Type out every line below exactly as it reads.

#### Given entries

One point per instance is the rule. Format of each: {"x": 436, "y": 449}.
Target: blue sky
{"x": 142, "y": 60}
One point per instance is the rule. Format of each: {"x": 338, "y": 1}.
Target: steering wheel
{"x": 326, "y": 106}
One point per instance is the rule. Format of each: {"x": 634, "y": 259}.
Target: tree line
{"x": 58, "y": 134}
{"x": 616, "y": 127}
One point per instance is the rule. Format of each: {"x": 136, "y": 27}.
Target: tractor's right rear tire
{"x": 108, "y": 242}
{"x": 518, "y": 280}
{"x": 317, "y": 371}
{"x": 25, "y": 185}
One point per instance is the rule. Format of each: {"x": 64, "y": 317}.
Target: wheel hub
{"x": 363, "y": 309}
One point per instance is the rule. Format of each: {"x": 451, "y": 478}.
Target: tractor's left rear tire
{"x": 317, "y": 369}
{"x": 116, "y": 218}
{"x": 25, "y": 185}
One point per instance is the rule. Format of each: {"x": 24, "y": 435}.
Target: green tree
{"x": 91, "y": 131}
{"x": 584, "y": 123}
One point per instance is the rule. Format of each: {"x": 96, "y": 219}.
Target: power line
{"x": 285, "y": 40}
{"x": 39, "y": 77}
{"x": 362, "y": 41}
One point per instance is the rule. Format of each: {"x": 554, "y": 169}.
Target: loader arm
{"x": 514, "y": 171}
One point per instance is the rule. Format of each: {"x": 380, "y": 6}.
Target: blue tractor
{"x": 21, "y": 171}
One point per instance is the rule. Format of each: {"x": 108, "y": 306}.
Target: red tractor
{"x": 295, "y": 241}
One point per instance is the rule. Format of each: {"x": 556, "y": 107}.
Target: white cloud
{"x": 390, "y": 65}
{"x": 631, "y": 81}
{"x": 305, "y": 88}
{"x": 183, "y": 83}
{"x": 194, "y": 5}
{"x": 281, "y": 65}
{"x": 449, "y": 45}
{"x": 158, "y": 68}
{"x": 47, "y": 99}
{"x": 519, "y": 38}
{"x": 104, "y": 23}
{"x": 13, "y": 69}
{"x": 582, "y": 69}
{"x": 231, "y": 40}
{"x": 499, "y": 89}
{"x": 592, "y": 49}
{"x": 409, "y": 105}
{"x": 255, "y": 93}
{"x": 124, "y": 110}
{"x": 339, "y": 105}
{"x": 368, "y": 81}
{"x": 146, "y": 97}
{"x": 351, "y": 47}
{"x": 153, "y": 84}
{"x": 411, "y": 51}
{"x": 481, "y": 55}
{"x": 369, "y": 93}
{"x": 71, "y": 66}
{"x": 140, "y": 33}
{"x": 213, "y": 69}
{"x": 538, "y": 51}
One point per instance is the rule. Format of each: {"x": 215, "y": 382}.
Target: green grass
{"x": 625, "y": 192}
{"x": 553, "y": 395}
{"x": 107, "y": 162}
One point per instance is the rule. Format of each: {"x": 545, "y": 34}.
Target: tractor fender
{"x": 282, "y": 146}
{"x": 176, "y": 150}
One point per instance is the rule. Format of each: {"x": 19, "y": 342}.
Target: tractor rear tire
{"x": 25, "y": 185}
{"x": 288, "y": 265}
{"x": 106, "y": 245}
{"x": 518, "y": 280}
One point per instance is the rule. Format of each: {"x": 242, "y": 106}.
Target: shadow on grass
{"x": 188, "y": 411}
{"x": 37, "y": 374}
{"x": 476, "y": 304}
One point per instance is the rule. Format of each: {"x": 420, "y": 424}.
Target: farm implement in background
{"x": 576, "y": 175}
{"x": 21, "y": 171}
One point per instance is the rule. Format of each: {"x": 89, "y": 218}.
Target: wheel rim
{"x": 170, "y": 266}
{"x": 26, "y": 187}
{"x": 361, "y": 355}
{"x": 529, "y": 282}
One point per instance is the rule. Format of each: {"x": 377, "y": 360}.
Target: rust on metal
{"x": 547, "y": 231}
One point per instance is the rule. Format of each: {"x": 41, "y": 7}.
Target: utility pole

########

• _Task answer_
One point per instance is the rule. Format of each: {"x": 436, "y": 449}.
Target: blue sky
{"x": 142, "y": 60}
One point per instance is the rule. Format of each: {"x": 338, "y": 1}.
Target: steering wheel
{"x": 326, "y": 106}
One point per instance is the rule. Format of each: {"x": 634, "y": 259}.
Target: tree line
{"x": 58, "y": 134}
{"x": 616, "y": 127}
One point per instance is the rule. Format of each: {"x": 136, "y": 27}.
Target: tractor's right rear tire
{"x": 108, "y": 242}
{"x": 518, "y": 280}
{"x": 317, "y": 371}
{"x": 25, "y": 185}
One point per instance is the rule. Format of each: {"x": 64, "y": 317}.
Target: wheel hub
{"x": 363, "y": 309}
One point per instance is the rule. Format of each: {"x": 451, "y": 478}.
Target: tractor's left rear tire
{"x": 317, "y": 369}
{"x": 116, "y": 218}
{"x": 25, "y": 185}
One point per instance is the rule. Format of each: {"x": 24, "y": 435}.
Target: green tree
{"x": 91, "y": 131}
{"x": 584, "y": 123}
One point per instance is the rule. Format of each: {"x": 96, "y": 219}.
Target: power line
{"x": 285, "y": 40}
{"x": 39, "y": 77}
{"x": 362, "y": 41}
One point per instance is the rule. Format of each: {"x": 554, "y": 169}.
Target: loader arm
{"x": 514, "y": 171}
One point per instance is the rule. Format of each: {"x": 380, "y": 6}.
Target: blue tractor
{"x": 21, "y": 171}
One point per instance is the rule. Format of each: {"x": 108, "y": 306}.
Target: red tractor
{"x": 295, "y": 241}
One point per instance is the rule. Format of each: {"x": 556, "y": 107}.
Target: white cloud
{"x": 390, "y": 65}
{"x": 631, "y": 81}
{"x": 305, "y": 88}
{"x": 183, "y": 83}
{"x": 194, "y": 5}
{"x": 281, "y": 65}
{"x": 449, "y": 45}
{"x": 158, "y": 68}
{"x": 47, "y": 99}
{"x": 519, "y": 38}
{"x": 104, "y": 23}
{"x": 13, "y": 69}
{"x": 582, "y": 69}
{"x": 231, "y": 40}
{"x": 499, "y": 89}
{"x": 592, "y": 49}
{"x": 409, "y": 105}
{"x": 255, "y": 93}
{"x": 124, "y": 110}
{"x": 339, "y": 105}
{"x": 368, "y": 81}
{"x": 146, "y": 97}
{"x": 351, "y": 47}
{"x": 153, "y": 84}
{"x": 411, "y": 51}
{"x": 481, "y": 55}
{"x": 369, "y": 93}
{"x": 71, "y": 66}
{"x": 140, "y": 33}
{"x": 213, "y": 69}
{"x": 538, "y": 51}
One point per instance is the rule. Format of each: {"x": 215, "y": 382}.
Target: green grass
{"x": 625, "y": 192}
{"x": 553, "y": 395}
{"x": 107, "y": 162}
One point per instance is the rule. Format of each: {"x": 545, "y": 34}.
Target: tractor fender
{"x": 282, "y": 146}
{"x": 176, "y": 150}
One point per instance is the rule. Format of each: {"x": 19, "y": 342}.
Target: tractor rear tire
{"x": 25, "y": 185}
{"x": 288, "y": 265}
{"x": 106, "y": 245}
{"x": 518, "y": 280}
One point per instance is the rule. Format of each: {"x": 242, "y": 106}.
Target: shadow on grass
{"x": 188, "y": 411}
{"x": 37, "y": 374}
{"x": 476, "y": 304}
One point per instance is the rule. Format of each: {"x": 420, "y": 424}.
Target: farm implement in background
{"x": 576, "y": 175}
{"x": 21, "y": 171}
One point per instance is the rule. Format of each: {"x": 89, "y": 218}.
Target: wheel rim
{"x": 170, "y": 266}
{"x": 26, "y": 187}
{"x": 361, "y": 355}
{"x": 529, "y": 282}
One point per instance is the rule. Format of each: {"x": 377, "y": 360}.
Target: rust on metal
{"x": 547, "y": 231}
One point per instance is the rule. Format of each: {"x": 41, "y": 7}.
Target: utility pole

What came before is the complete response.